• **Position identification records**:
◆ ◆ ◆ ◆ ◆

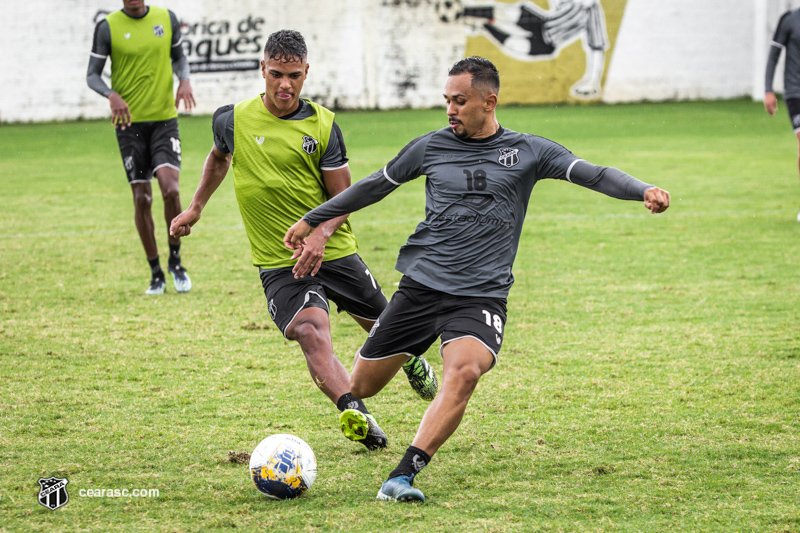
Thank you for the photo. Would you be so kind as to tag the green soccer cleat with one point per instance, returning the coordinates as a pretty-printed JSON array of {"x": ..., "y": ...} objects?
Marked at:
[
  {"x": 399, "y": 489},
  {"x": 421, "y": 378},
  {"x": 157, "y": 286},
  {"x": 361, "y": 427}
]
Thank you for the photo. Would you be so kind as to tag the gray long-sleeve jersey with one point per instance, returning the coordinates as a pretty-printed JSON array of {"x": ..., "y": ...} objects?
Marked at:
[
  {"x": 787, "y": 37},
  {"x": 477, "y": 193},
  {"x": 101, "y": 49}
]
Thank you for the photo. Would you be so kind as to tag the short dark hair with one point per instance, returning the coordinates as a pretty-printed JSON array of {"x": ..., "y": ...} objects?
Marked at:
[
  {"x": 484, "y": 73},
  {"x": 286, "y": 46}
]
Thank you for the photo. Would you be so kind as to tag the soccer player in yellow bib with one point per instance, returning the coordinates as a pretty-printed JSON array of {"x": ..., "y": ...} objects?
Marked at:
[
  {"x": 144, "y": 44},
  {"x": 288, "y": 156}
]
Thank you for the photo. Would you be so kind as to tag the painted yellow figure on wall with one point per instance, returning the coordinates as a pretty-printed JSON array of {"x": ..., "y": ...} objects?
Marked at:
[{"x": 552, "y": 51}]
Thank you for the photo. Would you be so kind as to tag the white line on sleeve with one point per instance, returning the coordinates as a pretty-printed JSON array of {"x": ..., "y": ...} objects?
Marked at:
[{"x": 385, "y": 175}]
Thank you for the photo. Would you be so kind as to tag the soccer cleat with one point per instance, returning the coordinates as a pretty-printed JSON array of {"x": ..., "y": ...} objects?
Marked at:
[
  {"x": 421, "y": 378},
  {"x": 399, "y": 489},
  {"x": 157, "y": 286},
  {"x": 361, "y": 427},
  {"x": 181, "y": 278}
]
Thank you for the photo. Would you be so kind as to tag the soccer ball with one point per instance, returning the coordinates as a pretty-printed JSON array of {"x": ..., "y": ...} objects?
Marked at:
[{"x": 283, "y": 466}]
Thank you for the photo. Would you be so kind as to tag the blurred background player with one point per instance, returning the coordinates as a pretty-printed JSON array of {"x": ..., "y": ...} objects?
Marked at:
[
  {"x": 787, "y": 37},
  {"x": 457, "y": 265},
  {"x": 144, "y": 44},
  {"x": 289, "y": 157}
]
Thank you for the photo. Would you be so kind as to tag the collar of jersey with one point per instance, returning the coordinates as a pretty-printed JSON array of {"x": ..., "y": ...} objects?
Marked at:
[{"x": 291, "y": 115}]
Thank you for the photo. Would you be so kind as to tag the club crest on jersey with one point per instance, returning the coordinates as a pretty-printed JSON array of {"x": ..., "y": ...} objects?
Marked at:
[
  {"x": 508, "y": 157},
  {"x": 309, "y": 144}
]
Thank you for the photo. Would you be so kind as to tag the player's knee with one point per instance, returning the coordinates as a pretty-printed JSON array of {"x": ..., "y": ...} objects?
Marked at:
[
  {"x": 305, "y": 330},
  {"x": 465, "y": 377}
]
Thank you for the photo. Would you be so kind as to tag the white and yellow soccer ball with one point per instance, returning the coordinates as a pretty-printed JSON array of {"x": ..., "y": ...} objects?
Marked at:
[{"x": 283, "y": 466}]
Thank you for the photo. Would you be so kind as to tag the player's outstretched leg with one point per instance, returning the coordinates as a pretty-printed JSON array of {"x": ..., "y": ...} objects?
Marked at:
[
  {"x": 421, "y": 378},
  {"x": 362, "y": 427},
  {"x": 399, "y": 489}
]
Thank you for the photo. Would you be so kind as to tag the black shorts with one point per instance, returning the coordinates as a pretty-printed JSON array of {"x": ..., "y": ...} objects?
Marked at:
[
  {"x": 793, "y": 106},
  {"x": 418, "y": 315},
  {"x": 347, "y": 282},
  {"x": 148, "y": 146}
]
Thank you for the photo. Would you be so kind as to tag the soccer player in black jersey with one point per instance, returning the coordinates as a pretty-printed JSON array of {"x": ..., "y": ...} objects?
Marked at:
[
  {"x": 457, "y": 264},
  {"x": 144, "y": 45}
]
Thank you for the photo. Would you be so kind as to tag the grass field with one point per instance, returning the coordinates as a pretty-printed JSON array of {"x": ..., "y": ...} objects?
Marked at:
[{"x": 648, "y": 379}]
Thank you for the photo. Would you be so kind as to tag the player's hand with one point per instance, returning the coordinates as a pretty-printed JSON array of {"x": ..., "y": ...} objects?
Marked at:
[
  {"x": 120, "y": 114},
  {"x": 770, "y": 103},
  {"x": 185, "y": 93},
  {"x": 656, "y": 200},
  {"x": 309, "y": 256},
  {"x": 181, "y": 225}
]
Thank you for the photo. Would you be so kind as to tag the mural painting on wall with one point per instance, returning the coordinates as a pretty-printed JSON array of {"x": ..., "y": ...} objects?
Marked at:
[{"x": 552, "y": 51}]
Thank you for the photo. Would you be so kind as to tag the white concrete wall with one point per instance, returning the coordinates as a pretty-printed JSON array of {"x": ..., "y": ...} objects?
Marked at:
[{"x": 380, "y": 53}]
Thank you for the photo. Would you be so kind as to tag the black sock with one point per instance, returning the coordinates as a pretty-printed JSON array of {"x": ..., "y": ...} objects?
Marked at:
[
  {"x": 348, "y": 401},
  {"x": 155, "y": 268},
  {"x": 412, "y": 462},
  {"x": 174, "y": 254}
]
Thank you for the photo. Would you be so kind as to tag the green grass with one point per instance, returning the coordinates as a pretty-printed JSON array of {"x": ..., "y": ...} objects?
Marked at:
[{"x": 648, "y": 379}]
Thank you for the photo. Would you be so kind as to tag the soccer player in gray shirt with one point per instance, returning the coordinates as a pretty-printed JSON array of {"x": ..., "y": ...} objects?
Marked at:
[
  {"x": 457, "y": 264},
  {"x": 787, "y": 37}
]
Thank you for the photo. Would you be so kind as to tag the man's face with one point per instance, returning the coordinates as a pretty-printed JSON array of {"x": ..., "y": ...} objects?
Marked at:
[
  {"x": 466, "y": 108},
  {"x": 284, "y": 83},
  {"x": 133, "y": 7}
]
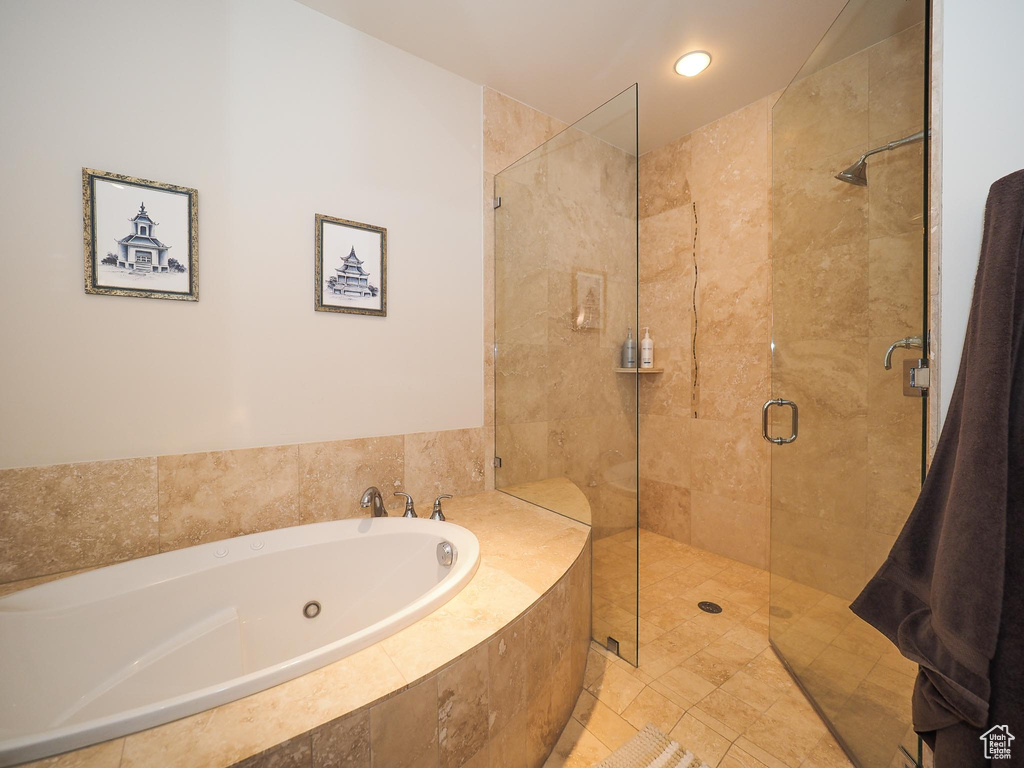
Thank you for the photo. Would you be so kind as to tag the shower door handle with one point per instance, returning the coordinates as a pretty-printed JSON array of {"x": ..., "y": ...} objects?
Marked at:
[{"x": 764, "y": 421}]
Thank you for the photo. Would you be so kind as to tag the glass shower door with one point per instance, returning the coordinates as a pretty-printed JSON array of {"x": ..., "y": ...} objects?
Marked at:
[
  {"x": 849, "y": 273},
  {"x": 565, "y": 291}
]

◆ ◆ ◆ ◆ ◆

• **WORK TO DO**:
Leave the pictures out and output the rest of the listing exactly.

• **EXPECTED ANSWER**:
Thank you for the photo. Would you be so kind as to tag the green soccer cleat with one point per instance, returning the coordinates as a pretty-printed JSON array of {"x": ..., "y": ...} objects?
Marked at:
[
  {"x": 399, "y": 489},
  {"x": 421, "y": 378},
  {"x": 157, "y": 286},
  {"x": 361, "y": 427}
]
Thank you for the photo. Would you be so kind as to tag the gray long-sleeve jersey with one point per instance, returning the coordinates as a pretty-printed JSON array of {"x": ..., "y": ...} objects?
Marked at:
[
  {"x": 787, "y": 37},
  {"x": 477, "y": 193},
  {"x": 101, "y": 49}
]
Thank you for the photo. Would you be so kind as to tag the short dark hair with one point per instance, returning the coordinates as a pretty-printed JSON array of {"x": ..., "y": ...} objects?
Marked at:
[
  {"x": 484, "y": 73},
  {"x": 286, "y": 46}
]
Thank you for the photo. Would you be so kind as to tag the soccer player in yellow bib with one point per instance, returning the coordinates as a pretty-printed JSON array of {"x": ..., "y": ...} objects?
Marked at:
[
  {"x": 144, "y": 44},
  {"x": 288, "y": 156}
]
Thank you for the photo. Would you be so kind as to tag the painted yellow figure on wall with one point per instance, returning the coordinates as a pretty-printed JSON array of {"x": ..., "y": ...} objects?
Marked at:
[{"x": 552, "y": 51}]
Thank you for the photo. Would you be so kind as to tag the white line on sleeve with one point per instance, returning the coordinates as a pretty-printed JSON array of {"x": ..., "y": ...} objects?
Marked at:
[{"x": 385, "y": 175}]
Thank you for the photo. Would you be so kind as to tag the soccer cleat with one point per instance, returning the coordinates as a pretty-printed JSON array of {"x": ..., "y": ...} objects?
Marked at:
[
  {"x": 421, "y": 378},
  {"x": 399, "y": 489},
  {"x": 157, "y": 286},
  {"x": 361, "y": 427},
  {"x": 181, "y": 278}
]
Thank you for the photo. Would you be so kind as to tag the soccer ball with one point per instance, returning the coordinates as a pretty-printed JSON array of {"x": ..., "y": ...} objects?
Marked at:
[{"x": 283, "y": 466}]
Thank you for the photo. Would you be so kind as to tag the blurred background player with one point per instance, returning the coordinates as a pretty-printed JSON array of {"x": ..., "y": ...} objects?
Marked at:
[
  {"x": 787, "y": 37},
  {"x": 457, "y": 265},
  {"x": 144, "y": 44},
  {"x": 289, "y": 157}
]
Thank you for the photo. Would you be so kind as to tag the collar of jersey with one point per instance, returning the coordinates as a pretty-printed JSON array of {"x": ..., "y": ...} objects?
Marked at:
[{"x": 291, "y": 115}]
Thank you for the photo. Would you be so kind as to tag the club crest on jersey with one point per instance, returning the coordinates as a pretty-printed JSON array of {"x": ..., "y": ...} objects?
Marked at:
[
  {"x": 508, "y": 157},
  {"x": 309, "y": 144}
]
Thank you for the photo. Would you be so kind as to tag the player's knee with one point per instance, returning the coordinates as a pretty-printed JSON array of {"x": ..., "y": ...} objects?
Marked at:
[
  {"x": 305, "y": 330},
  {"x": 465, "y": 377}
]
Thank you for the photo. Would you be so kind as to tag the white and yellow soccer ball with one point per instance, returning the coordinates as a pretty-printed JSON array of {"x": ..., "y": ...} objects?
Marked at:
[{"x": 283, "y": 466}]
Thank you for the photo. Would you be so kind as to tag the player's outstretched leg with one point per instance, returning the coordinates as a pretty-printed JSON array of {"x": ..., "y": ...} objects?
Marked at:
[
  {"x": 421, "y": 378},
  {"x": 362, "y": 427},
  {"x": 399, "y": 489}
]
Thank you for the photo. Would you be so kind as to tag the black shorts with one point per instance, returning the coordinates as a pretty-printed JSON array of {"x": ..., "y": ...} objects?
Marked at:
[
  {"x": 793, "y": 106},
  {"x": 418, "y": 315},
  {"x": 347, "y": 282},
  {"x": 148, "y": 146}
]
Thank you for the photo. Would you be so kind as to tag the soccer player in black jersey with one point per instance, returning the coordinates as a pretty-printed JSON array of {"x": ..., "y": ...} objects?
Marked at:
[
  {"x": 457, "y": 264},
  {"x": 144, "y": 45}
]
Thank you for the photo. Would you be so kind as to tag the grass field with one point per instance, returning the coordinates as a pretty-printed JSON array of {"x": ..., "y": ...} objects?
Marked at:
[{"x": 648, "y": 379}]
Thank you for the photo. Would you be so kind as to tag the player's hand with one point per instance, returning the coordinates as a pretty-printed JSON array of {"x": ..., "y": ...} objects?
Marked at:
[
  {"x": 120, "y": 114},
  {"x": 770, "y": 103},
  {"x": 185, "y": 93},
  {"x": 656, "y": 200},
  {"x": 309, "y": 256},
  {"x": 181, "y": 225}
]
Thank you for the photo. Would you be so kind as to tag the mural painting on wall with one point per instance, returning the coordinates as a pretty-printed JSON array of {"x": ..., "y": ...} objects?
Marked at:
[{"x": 552, "y": 51}]
Thank you for the photo. Would you be so kind as to tag the white concrete wall with one point per instance, returning the coordinates as a pretty-printed JSON array of {"x": ..., "y": ...} objects?
Marked at:
[{"x": 380, "y": 53}]
Thank you for the photo. Would you be so kind as to tag the black sock with one point per instance, returning the coordinates as a pretty-printed JSON array of {"x": ..., "y": ...} objects?
Marked at:
[
  {"x": 348, "y": 401},
  {"x": 155, "y": 268},
  {"x": 412, "y": 462},
  {"x": 174, "y": 254}
]
Thank you for the photo. Would you be so kind as to tag the green grass with one point per instance, returning the coordinates as a pretty-printed JSON array of {"x": ..., "y": ...} objects?
Marked at:
[{"x": 648, "y": 379}]
Thank you for the photo. Would you be so kind as to tag the soccer player in gray shirt with one point per instance, returning the coordinates as a pretty-printed JSON array of {"x": ..., "y": ...} objects?
Marked at:
[
  {"x": 457, "y": 264},
  {"x": 787, "y": 37}
]
Thank you for the photo. Would you be so kind as to tag the man's face with one point per instance, returning the coordinates as a pretty-printed JSON array of {"x": ..., "y": ...} objects?
Marked at:
[
  {"x": 466, "y": 108},
  {"x": 284, "y": 83},
  {"x": 133, "y": 7}
]
Thank you for the photo. Would you be so kind as to tag the shower door handle with one point per instance, returning the coordinates as a pretty-printed JSON array of {"x": ..., "y": ...} objects?
Marked at:
[{"x": 764, "y": 421}]
Thank you for the photo. Would you be so kind as to tag the glass shower door with one point per instance, returning the coordinates as a pretty-printed JSON array of {"x": ..., "y": ...} objects?
Marked at:
[
  {"x": 849, "y": 273},
  {"x": 565, "y": 291}
]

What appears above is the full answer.